_Fragen zum Material:_
A. Gib den Text über die Operation von „Der Patient, der“ bis einschließlich „ein Schmerzmittel verabreicht.“ erneut wieder und benenne dabei „Skalpell“ in „Operationsmesser“ um.
B. Zähle alle medizinischen Gegenstände auf, die im folgenden Text über die Operation genannt werden, Medikamente ausgenommen.

_Vorliegender Text:_
Der Patient, der wegen der dunkelblauen OP-Tücher ein eingeschränktes Sichtfeld hat, schüttelt ablehnend mit dem Kopf. Es kann losgehen. Mit seiner rechten Hand und völlig ruhig zieht Alexander Vaisbord den ersten Schnitt mit dem Skalpell über die oberen Hautschichten bis auf die Muskeln. Über die Kanüle wird dem Patienten in diesem Moment zusätzlich ein Schmerzmittel verabreicht.

Aus der Wunde tritt Blut aus. Nicht viel. Auch der nächste Handgriff würde beim Laien sicherlich leichte Überwindung erfordern und ist nichts für zarte Gemüter: Alexander Vaisbord fasst mit der rechten Hand in den Körper des Patienten und hebt die Hautschichten von den Muskeln leicht an. "Hier muss eine Tasche geschaffen werden. In der kommt später der Defibrillator rein", beschreibt der Arzt sein Vorgehen. Handwerk auf eine sehr spezielle Art.

_Datenteil:_
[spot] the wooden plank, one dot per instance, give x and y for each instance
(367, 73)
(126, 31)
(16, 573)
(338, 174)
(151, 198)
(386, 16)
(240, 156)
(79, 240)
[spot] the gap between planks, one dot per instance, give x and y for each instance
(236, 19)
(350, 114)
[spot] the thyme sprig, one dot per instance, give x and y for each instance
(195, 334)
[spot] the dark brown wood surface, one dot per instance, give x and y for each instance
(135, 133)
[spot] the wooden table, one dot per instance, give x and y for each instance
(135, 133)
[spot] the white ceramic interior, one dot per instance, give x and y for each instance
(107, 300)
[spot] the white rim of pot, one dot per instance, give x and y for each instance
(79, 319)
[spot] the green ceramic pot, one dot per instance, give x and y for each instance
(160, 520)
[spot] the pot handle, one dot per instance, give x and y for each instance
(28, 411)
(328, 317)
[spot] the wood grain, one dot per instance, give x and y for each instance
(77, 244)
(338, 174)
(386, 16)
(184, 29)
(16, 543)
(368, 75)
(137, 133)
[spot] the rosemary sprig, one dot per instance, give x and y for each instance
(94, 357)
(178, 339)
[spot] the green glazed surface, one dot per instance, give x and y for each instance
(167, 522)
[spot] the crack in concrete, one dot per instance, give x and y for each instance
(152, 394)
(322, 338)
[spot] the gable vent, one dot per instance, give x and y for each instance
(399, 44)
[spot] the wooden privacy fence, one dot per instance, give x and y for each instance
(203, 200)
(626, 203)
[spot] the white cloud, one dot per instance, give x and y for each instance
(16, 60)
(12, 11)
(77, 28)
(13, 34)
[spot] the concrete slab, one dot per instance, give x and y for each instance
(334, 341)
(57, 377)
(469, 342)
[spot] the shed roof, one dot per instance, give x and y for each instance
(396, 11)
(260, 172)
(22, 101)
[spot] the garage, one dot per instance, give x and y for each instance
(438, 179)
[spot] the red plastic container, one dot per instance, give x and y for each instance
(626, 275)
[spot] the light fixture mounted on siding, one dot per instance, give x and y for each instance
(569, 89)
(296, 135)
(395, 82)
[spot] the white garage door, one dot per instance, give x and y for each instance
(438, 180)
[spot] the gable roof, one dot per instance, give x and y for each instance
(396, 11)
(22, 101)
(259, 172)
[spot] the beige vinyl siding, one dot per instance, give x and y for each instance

_Lösungen je Aufgabe:_
A.
Der Patient, der wegen der dunkelblauen OP-Tücher ein eingeschränktes Sichtfeld hat, schüttelt ablehnend mit dem Kopf. Es kann losgehen. Mit seiner rechten Hand und völlig ruhig zieht Alexander Vaisbord den ersten Schnitt mit dem Operationsmesser über die oberen Hautschichten bis auf die Muskeln. Über die Kanüle wird dem Patienten in diesem Moment zusätzlich ein Schmerzmittel verabreicht.

B. OP-Tücher, Skalpell, Kanüle, Defibrillator